Text shown:

A shower of particles may have spelled curtains for the megalodon, a school-bus-sized shark, 2.6 million years ago. Image via Wikipedia/University of Kansas.

About 2.6 million years ago, an oddly bright light arrived in the prehistoric sky and lingered there for weeks or months. It was a supernova some 150 light-years away from Earth. A new study suggests that, within a few hundred years, well after the supernova had faded from Earth’s sky, a tsunami of cosmic energy from that star explosion reached our planet. The rain of particles pummeled the atmosphere, the researchers say, touching off climate change and triggering mass extinctions of large ocean animals, including the megalodon, a shark species that was the size of a school bus.

The effects of such a supernova — and possibly more than one — on large ocean life are detailed in the study published November 27, 2018, in the journal Astrobiology. Adrian Melott is a professor emeritus of physics and astronomy at the University of Kansas and lead author of the study. Melott said that recent papers revealing ancient seabed deposits of iron-60 isotopes provided the “slam-dunk” evidence of the timing and distance of supernovae. He said:

As far back as the mid-1990s, people said, ‘Hey, look for iron-60. It’s a telltale because there’s no other way for it to get to Earth but from a supernova.’ Because iron-60 is radioactive, if it was formed with the Earth it would be long gone by now. So, it had to have been rained down on us. There’s some debate about whether there was only one supernova really nearby or a whole chain of them. I kind of favor a combo of the two — a big chain with one that was unusually powerful and close. If you look at iron-60 residue, there’s a huge spike 2.6 million years ago, but there’s excess scattered clear back 10 million years.

Artist’s concept of a supernova. Image via University of Kansas/NASA.

Whether or not there was one supernova or a series of them, the supernova energy that spread layers of iron-60 all over the world also caused penetrating particles called muons to shower Earth, causing cancers and mutations — especially to larger animals. Melott said:

The best description of a muon would be a very heavy electron — but a muon is a couple hundred times more massive than an electron. They’re very penetrating. Even normally, there are lots of them passing through us. Nearly all of them pass through harmlessly, yet about one-fifth of our radiation dose comes by muons. But when this wave of cosmic rays hits, multiply those muons by a few hundred. Only a small faction of them will interact in any way, but when the number is so large and their energy so high, you get increased mutations and cancer — these would be the main biological effects. We estimated the cancer rate would go up about 50 percent for something the size of a human — and the bigger you are, the worse it is. For an elephant or a whale, the radiation dose goes way up.

Work request 1:
Answer these questions using the supernova article:
(a) How far from Earth was the supernova?
(b) In which journal was the study published?
(c) By about how much did the researchers estimate the cancer rate would rise for something the size of a human?
Work request 2: Take the supernova article further, beginning right after its final sentence.
The records have nothing to do with the supernova article.

Stored data entries
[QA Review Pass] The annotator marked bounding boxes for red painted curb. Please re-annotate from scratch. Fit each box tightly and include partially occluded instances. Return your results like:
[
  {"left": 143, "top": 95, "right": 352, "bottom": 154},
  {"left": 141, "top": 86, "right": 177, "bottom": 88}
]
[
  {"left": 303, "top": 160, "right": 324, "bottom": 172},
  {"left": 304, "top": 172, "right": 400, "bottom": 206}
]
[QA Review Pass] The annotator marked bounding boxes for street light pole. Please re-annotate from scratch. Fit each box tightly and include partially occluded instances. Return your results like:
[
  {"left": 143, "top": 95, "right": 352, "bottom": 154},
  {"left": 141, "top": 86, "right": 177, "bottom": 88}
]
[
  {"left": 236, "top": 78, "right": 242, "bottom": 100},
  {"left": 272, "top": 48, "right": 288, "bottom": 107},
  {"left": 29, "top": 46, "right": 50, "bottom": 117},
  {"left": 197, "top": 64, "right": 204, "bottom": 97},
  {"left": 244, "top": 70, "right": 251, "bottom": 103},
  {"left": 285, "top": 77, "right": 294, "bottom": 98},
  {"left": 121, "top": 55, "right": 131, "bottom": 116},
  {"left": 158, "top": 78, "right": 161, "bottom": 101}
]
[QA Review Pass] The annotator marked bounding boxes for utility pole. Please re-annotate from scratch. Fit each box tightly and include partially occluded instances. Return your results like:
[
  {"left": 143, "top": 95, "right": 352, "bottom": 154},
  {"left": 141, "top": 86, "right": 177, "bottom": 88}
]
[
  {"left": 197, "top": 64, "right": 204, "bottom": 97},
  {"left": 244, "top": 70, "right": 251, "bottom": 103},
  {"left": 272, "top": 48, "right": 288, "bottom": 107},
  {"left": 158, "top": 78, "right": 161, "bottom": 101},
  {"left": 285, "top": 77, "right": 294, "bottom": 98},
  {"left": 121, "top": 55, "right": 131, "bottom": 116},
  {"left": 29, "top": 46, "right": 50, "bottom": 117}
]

Reply 1:
(a) About 150 light-years.
(b) Astrobiology.
(c) About 50 percent.

Reply 2:
According to the researchers, the supernova 2.6 million years ago may be related to a marine extinction – known as the marine megafauna extinction – where an estimated 36 percent of the largest marine animals like sharks, whales, sea birds and sea turtles disappeared. The extinction was concentrated in coastal waters, where larger organisms would have caught a greater radiation dose from the muons. The researchers say damage from muons would extend down hundreds of yards (meters) into ocean waters, becoming less severe at greater depths. They wrote:

High energy muons can reach deeper in the oceans being the more relevant agent of biological damage as depth increases.

Indeed, a famously large and fierce marine animal inhabiting shallower waters may have been doomed by the supernova radiation. Melott said:

One of the extinctions that happened 2.6 million years ago was megalodon. Imagine the great white shark in Jaws, which was enormous — and that’s megalodon, but it was about the size of a school bus. They just disappeared about that time. So, we can speculate it might have something to do with the muons. Basically, the bigger the creature is the bigger the increase in radiation would have been.

He added:

There really hasn’t been any good explanation for the marine megafaunal extinction. This could be one.

Bottom line: A new study suggests that particles from a supernova raining onto Earth 2.6 million years ago killed off large ocean animals – including the huge megalodon shark.